■ Exercise description ■
Please copy the whole listing below line for line, leaving out the pictures.

■ Extracted entries ■
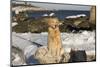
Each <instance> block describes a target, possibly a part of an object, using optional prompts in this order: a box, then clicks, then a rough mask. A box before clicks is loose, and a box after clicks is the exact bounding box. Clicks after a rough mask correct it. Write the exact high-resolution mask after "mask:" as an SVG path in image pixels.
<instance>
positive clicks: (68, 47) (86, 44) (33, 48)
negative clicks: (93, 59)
mask: <svg viewBox="0 0 100 67" xmlns="http://www.w3.org/2000/svg"><path fill="white" fill-rule="evenodd" d="M47 36H48V33H47V32H42V33H30V32H29V33H15V32H12V45H13V46H15V47H18V48H20V49H21V50H23V51H24V54H25V56H26V57H29V56H31V55H33V54H34V53H35V51H36V49H37V48H38V47H37V46H36V44H33V43H32V42H36V43H38V44H41V45H43V46H47ZM61 38H62V44H63V47H64V49H65V51H66V52H70V50H71V49H77V50H86V51H87V53H89V52H90V53H91V52H92V53H93V54H94V53H95V31H82V32H80V33H61Z"/></svg>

■ The completed task ■
Each <instance> block describes a target, possibly a part of an object, using optional prompts in this order: a box, then clicks, then a rough mask. A box before clicks is loose, and a box after clicks is the exact bounding box. Clicks after a rough mask correct it. Write the exact high-resolution mask after "mask:" as an SVG path in image pixels.
<instance>
positive clicks: (68, 47) (86, 44) (33, 48)
negative clicks: (93, 59)
mask: <svg viewBox="0 0 100 67" xmlns="http://www.w3.org/2000/svg"><path fill="white" fill-rule="evenodd" d="M47 36H48V33H47V32H42V33H30V32H29V33H15V32H12V45H13V46H15V47H18V48H20V49H21V50H23V51H24V54H25V56H26V57H29V56H31V55H33V54H34V53H35V51H36V49H37V48H38V47H37V46H36V44H33V43H32V42H36V43H38V44H41V45H43V46H47ZM61 38H62V44H63V47H64V49H65V51H66V52H70V50H71V49H77V50H86V51H87V53H89V52H90V53H91V52H92V53H93V54H94V53H95V31H82V32H80V33H61Z"/></svg>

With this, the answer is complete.